I don't think anything would have been lost, either delayed or retried. The downtime was around 34 seconds though, so very very brief.

Great, thank you. In that case, I don't think this needs a distinct mention in Tech News then. Removing tag accordingly. Have a good weekend. :)

The downtime was around 34 seconds though, so very very brief.

A quick note about 30 seconds being brief. Volunteer-me once deleted fr.wp's homepage for a fusion of history. Between the deletion of the page and its restoration, it took me literally 20 seconds. Over these 20 seconds, one person messaged me to know why I deleted the main page, asking to have it being restored asap.

What reassures me here with failovers is that things are not lost, but just delayed. But a lot of things can be noticed in a 30 seconds interval, as my example shows; we shouldn't forget it. ;)

I do understand your point @Trizek-WMF but I think it's a bit different:

  • Read-only limits write (editing, etc.). Deleting the main page (while being quite an adventure, I admit) heavily impacts reads and Wikipedia has a massive disparity between read and write. Specially the fact that around 3% of all reads to wikipedia go to the main page. For example, French Wikipedia yesterday had 24K edits yesterday but had 1B page views last month. A napkin calculation gives the ratio of 1408 page view to edit for French Wikipedia.

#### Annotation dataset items

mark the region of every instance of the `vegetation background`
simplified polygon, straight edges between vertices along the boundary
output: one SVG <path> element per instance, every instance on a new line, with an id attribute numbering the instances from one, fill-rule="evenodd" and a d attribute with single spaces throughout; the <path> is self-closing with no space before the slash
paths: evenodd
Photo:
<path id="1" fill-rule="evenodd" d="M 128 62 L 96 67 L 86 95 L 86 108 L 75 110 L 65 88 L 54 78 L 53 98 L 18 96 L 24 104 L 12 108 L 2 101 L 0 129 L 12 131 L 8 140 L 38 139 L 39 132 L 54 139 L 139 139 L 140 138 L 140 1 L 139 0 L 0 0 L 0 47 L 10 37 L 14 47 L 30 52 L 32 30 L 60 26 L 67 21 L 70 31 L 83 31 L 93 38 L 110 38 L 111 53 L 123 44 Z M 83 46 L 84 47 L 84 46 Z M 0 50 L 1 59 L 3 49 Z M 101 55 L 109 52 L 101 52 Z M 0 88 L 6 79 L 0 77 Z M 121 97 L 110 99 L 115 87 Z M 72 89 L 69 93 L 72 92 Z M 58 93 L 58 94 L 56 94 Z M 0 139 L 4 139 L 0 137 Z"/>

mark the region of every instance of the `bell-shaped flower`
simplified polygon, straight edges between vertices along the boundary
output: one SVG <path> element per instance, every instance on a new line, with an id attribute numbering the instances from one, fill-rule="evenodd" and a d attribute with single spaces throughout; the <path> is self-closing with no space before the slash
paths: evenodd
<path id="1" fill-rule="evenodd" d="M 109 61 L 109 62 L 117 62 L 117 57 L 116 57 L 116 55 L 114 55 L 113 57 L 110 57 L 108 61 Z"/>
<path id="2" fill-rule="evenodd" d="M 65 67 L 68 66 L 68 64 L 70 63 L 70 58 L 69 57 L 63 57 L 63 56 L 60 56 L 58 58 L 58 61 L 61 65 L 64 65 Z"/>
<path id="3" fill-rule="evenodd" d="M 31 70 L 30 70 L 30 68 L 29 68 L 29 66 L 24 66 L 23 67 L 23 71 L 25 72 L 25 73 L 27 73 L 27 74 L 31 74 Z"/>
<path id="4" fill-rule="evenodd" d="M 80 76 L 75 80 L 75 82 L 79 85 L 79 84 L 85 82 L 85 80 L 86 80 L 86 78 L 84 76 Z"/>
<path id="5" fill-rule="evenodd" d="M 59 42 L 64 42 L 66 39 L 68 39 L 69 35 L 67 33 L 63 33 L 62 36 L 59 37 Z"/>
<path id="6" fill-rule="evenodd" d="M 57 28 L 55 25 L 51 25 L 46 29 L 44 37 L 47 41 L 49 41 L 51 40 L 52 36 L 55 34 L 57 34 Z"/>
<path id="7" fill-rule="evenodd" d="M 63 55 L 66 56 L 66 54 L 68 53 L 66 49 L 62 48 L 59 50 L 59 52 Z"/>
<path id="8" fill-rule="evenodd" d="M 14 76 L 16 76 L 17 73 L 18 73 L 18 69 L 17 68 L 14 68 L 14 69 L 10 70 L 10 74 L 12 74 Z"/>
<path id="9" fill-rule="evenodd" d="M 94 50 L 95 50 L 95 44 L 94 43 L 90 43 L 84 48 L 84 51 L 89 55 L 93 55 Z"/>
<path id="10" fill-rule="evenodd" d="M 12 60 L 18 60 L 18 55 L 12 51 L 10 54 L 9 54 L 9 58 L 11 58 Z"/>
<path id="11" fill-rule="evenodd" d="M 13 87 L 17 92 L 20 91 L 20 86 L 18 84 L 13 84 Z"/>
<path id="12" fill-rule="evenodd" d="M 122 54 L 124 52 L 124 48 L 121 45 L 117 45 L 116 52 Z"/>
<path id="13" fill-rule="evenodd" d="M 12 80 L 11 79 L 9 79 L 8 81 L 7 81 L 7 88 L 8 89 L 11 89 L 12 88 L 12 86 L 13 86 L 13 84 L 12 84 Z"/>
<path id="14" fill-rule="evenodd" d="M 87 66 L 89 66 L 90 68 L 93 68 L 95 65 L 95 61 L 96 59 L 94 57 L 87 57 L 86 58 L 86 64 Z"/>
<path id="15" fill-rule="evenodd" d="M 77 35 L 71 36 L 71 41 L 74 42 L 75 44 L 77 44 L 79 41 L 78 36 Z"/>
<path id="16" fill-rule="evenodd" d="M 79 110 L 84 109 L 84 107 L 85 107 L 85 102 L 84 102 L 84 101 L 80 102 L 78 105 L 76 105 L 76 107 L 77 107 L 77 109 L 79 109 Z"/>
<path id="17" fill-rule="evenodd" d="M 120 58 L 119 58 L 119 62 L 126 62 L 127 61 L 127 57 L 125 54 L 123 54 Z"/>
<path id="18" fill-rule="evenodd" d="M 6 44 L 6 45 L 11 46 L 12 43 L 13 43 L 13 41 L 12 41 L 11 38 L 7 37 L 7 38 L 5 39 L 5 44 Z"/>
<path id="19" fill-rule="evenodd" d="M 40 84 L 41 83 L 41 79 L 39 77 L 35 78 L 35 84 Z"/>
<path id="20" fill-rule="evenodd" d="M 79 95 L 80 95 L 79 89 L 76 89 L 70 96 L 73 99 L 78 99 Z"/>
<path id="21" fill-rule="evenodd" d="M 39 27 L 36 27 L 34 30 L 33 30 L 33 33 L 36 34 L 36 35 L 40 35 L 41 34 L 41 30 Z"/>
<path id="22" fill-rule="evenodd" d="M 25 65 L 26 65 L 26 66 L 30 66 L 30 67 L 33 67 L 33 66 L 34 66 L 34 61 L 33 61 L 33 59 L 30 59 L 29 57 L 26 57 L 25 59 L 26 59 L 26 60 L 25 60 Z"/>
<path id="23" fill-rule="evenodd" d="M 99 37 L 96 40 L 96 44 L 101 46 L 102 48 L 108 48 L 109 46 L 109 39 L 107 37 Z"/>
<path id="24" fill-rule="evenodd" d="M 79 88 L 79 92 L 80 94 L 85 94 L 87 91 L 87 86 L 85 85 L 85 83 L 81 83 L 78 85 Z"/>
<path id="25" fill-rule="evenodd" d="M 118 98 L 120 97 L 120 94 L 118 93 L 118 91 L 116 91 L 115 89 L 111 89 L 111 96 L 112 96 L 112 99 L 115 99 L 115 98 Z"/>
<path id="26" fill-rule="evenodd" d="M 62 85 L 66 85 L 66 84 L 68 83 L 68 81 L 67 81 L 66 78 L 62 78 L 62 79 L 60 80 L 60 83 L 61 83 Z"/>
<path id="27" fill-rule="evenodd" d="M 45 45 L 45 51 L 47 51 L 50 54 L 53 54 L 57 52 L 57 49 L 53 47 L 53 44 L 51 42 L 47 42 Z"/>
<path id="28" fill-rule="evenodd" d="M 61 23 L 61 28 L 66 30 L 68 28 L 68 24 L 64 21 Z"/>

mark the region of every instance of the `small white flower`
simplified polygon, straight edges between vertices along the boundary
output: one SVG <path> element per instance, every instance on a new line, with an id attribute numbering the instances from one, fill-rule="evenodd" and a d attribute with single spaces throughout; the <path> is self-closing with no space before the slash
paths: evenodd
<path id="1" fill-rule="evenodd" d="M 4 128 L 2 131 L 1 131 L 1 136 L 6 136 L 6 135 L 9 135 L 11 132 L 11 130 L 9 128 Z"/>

#### Tasks to complete
1/ In the discussion about the downtime, how long did it take to restore the deleted French Wikipedia homepage?
2/ From the downtime discussion, reproduce word for word the passage starting at "I don't think anything" and ending at "forget it. ;)".

#### Per-task outputs
1/ About 20 seconds.

2/
I don't think anything would have been lost, either delayed or retried. The downtime was around 34 seconds though, so very very brief.

Great, thank you. In that case, I don't think this needs a distinct mention in Tech News then. Removing tag accordingly. Have a good weekend. :)

The downtime was around 34 seconds though, so very very brief.

A quick note about 30 seconds being brief. Volunteer-me once deleted fr.wp's homepage for a fusion of history. Between the deletion of the page and its restoration, it took me literally 20 seconds. Over these 20 seconds, one person messaged me to know why I deleted the main page, asking to have it being restored asap.

What reassures me here with failovers is that things are not lost, but just delayed. But a lot of things can be noticed in a 30 seconds interval, as my example shows; we shouldn't forget it. ;)